## WHAT YOU ARE ASKED TO DO
Using the total shoulder replacement text below, answer each question.
(a) What keeps the "ball" centered in the socket when the shoulder moves?
(b) What are the two types of total shoulder replacement?
(c) What does a hemiarthroplasty replace?

## EXTRACT PROVIDED
Total Shoulder replacement
About your shoulder
The shoulder is a’ ball and socket’ joint with a large ball and shallow socket that allows the shoulder to have a large amount of movement. The shoulder rotator cuff is a group of muscles that keeps the ‘ball’ centred in the socket when we move our shoulder. Due to arthritis, the shoulder joint can become painful and there is a reduction in range of movement and function can be affected.
What are the Types of shoulder replacement?
There are 2 types of Total Shoulder Replacement: Anatomical and Reversed. For the standard total shoulder replacement to be done (shown below), your rotator cuff should be in good functional condition. If not, you will need either a reverse shoulder or a hemiarthroplasty (replacing only the ball but not the socket).
What are the risks of the procedure?

## SUPPLIED ENTRIES
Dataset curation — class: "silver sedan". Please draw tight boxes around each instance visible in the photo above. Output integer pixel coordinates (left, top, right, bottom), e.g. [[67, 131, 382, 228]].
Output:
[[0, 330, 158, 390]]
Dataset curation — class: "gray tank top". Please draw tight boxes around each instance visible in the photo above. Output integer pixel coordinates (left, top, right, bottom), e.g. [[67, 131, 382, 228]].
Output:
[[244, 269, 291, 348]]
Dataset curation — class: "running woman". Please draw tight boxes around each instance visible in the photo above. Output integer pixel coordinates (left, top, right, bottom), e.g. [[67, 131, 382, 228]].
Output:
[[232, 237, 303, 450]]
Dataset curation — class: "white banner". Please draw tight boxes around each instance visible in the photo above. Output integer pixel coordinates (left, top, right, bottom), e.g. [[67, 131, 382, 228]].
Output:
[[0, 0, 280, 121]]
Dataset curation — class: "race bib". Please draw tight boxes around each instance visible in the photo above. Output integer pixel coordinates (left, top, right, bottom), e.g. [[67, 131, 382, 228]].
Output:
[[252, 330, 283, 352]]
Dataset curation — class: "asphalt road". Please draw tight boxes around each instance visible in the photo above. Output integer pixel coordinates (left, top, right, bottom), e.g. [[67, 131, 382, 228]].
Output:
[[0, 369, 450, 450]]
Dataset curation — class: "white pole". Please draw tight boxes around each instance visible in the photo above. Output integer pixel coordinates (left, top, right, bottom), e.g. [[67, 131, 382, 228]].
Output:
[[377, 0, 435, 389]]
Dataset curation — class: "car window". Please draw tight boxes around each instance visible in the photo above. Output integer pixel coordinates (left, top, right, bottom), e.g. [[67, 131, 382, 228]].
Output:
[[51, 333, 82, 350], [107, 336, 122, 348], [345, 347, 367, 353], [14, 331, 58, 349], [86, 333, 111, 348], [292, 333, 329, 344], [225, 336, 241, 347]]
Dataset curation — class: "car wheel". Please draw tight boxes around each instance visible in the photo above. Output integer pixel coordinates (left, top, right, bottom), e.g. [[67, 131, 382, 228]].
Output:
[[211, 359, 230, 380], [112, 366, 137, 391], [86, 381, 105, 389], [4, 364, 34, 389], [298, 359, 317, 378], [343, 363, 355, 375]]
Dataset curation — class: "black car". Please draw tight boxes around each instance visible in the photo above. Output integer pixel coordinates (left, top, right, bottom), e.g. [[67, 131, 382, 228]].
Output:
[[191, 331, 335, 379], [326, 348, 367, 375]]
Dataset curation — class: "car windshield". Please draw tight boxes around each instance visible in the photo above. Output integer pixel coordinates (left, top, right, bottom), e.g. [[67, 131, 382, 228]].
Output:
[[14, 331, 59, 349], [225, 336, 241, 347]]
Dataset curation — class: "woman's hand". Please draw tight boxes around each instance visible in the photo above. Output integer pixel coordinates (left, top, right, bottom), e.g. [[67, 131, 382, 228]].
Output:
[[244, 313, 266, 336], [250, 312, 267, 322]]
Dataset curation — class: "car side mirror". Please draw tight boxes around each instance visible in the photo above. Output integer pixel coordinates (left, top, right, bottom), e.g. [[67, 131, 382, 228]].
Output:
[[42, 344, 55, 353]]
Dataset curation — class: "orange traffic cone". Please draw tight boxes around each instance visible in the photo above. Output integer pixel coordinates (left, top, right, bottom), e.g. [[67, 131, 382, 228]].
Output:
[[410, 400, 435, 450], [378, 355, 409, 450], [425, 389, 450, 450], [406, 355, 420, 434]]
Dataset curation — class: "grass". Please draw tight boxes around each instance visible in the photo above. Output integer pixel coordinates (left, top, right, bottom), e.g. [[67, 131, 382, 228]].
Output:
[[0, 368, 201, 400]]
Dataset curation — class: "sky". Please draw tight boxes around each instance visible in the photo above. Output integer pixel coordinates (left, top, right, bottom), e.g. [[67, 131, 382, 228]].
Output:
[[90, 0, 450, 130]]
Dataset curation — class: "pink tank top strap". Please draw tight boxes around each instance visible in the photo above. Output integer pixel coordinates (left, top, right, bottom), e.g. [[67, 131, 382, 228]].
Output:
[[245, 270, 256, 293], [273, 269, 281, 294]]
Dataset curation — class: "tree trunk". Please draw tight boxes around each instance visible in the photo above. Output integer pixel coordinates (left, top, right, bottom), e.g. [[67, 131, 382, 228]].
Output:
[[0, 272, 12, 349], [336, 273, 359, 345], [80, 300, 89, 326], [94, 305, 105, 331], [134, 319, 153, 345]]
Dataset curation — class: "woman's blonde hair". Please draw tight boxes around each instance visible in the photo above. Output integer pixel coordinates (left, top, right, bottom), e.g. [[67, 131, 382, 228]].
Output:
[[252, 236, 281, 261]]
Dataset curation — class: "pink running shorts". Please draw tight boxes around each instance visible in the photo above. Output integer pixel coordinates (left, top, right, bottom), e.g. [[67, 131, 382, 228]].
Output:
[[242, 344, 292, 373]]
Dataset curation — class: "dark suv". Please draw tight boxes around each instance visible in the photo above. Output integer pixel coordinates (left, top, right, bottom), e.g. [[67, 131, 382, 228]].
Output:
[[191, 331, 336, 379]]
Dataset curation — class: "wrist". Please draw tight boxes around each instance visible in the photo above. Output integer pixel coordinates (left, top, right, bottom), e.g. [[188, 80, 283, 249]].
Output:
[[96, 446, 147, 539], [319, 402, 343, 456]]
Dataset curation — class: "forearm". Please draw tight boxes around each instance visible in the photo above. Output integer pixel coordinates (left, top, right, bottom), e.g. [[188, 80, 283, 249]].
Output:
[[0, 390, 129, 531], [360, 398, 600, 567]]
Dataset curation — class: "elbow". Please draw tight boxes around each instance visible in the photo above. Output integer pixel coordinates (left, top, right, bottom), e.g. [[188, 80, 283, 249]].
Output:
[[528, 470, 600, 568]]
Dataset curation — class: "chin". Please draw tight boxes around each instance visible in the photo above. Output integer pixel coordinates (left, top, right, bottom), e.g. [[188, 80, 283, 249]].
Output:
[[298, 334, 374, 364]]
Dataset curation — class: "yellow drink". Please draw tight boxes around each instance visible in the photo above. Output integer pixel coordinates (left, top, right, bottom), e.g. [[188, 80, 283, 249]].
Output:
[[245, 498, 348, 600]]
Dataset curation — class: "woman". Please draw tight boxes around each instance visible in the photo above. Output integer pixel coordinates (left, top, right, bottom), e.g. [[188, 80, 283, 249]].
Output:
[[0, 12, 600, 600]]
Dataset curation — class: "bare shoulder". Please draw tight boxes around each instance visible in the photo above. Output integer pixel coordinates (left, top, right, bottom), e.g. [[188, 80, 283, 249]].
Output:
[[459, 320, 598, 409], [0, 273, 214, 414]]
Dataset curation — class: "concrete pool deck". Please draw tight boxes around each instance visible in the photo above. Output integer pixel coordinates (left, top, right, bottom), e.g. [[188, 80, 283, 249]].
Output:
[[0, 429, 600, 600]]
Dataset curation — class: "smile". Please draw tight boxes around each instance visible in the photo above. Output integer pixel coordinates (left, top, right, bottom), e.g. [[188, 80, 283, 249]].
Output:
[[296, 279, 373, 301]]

---

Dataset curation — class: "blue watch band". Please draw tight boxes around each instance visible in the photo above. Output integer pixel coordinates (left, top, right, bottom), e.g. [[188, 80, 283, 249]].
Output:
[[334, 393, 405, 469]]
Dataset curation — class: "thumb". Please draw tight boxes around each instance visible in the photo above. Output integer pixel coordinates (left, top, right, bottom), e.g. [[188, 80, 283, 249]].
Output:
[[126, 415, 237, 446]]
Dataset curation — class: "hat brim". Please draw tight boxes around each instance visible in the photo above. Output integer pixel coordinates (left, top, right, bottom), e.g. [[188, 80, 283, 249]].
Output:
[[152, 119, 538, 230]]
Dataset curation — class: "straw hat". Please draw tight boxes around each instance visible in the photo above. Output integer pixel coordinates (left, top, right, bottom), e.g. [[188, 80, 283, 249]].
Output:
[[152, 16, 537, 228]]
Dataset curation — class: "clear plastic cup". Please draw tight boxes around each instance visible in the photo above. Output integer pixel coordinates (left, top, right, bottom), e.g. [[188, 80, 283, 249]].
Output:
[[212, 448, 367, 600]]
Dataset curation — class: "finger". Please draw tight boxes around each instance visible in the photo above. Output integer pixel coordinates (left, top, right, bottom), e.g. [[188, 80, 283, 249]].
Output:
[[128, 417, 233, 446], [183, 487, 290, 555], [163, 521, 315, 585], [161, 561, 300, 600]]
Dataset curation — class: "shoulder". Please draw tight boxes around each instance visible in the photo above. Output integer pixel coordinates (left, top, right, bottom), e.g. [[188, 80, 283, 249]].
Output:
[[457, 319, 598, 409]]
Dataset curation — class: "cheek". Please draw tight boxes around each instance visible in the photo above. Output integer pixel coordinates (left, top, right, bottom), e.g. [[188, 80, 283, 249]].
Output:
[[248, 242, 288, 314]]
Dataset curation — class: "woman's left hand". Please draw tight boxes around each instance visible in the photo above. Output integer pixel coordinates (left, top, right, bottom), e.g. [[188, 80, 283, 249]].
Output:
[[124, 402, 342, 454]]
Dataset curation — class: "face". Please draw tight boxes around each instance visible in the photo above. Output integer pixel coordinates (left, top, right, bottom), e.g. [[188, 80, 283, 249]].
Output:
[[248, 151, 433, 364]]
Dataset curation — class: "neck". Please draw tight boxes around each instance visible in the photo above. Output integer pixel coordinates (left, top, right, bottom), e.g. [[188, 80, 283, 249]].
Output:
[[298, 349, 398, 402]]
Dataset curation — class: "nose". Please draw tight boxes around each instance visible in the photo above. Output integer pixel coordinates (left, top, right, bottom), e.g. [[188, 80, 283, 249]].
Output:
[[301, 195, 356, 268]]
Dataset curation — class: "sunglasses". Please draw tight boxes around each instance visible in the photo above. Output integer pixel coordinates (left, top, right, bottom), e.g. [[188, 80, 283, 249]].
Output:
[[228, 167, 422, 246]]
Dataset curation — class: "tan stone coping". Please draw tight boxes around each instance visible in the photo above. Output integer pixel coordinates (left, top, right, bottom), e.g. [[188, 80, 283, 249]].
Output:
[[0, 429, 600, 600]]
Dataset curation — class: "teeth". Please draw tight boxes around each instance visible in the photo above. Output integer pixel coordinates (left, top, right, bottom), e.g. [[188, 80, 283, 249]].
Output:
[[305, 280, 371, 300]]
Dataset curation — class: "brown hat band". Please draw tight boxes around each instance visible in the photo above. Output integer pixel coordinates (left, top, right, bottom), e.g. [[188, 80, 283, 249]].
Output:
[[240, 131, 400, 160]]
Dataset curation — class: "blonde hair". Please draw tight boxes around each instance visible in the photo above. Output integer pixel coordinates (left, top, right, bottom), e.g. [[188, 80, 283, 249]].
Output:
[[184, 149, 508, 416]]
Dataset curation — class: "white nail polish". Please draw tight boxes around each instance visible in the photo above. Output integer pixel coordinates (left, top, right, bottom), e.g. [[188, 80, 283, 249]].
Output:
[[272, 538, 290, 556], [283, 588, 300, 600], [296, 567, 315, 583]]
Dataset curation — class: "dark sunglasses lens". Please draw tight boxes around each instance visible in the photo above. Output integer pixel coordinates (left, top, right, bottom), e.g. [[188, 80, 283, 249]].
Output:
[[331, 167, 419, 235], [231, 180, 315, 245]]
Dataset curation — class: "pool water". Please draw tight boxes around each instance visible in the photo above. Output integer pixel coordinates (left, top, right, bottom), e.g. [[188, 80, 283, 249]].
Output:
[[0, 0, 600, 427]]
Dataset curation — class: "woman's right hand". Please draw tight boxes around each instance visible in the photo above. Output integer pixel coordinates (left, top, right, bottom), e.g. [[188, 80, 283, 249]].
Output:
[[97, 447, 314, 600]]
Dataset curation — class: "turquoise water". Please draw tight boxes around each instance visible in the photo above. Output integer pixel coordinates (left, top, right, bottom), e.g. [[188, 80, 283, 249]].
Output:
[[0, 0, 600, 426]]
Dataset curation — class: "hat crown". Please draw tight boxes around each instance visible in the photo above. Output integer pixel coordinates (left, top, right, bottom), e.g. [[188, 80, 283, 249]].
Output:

## ANSWER TO THE PROBLEM
(a) The shoulder rotator cuff, a group of muscles.
(b) Anatomical and Reversed.
(c) Only the ball, not the socket.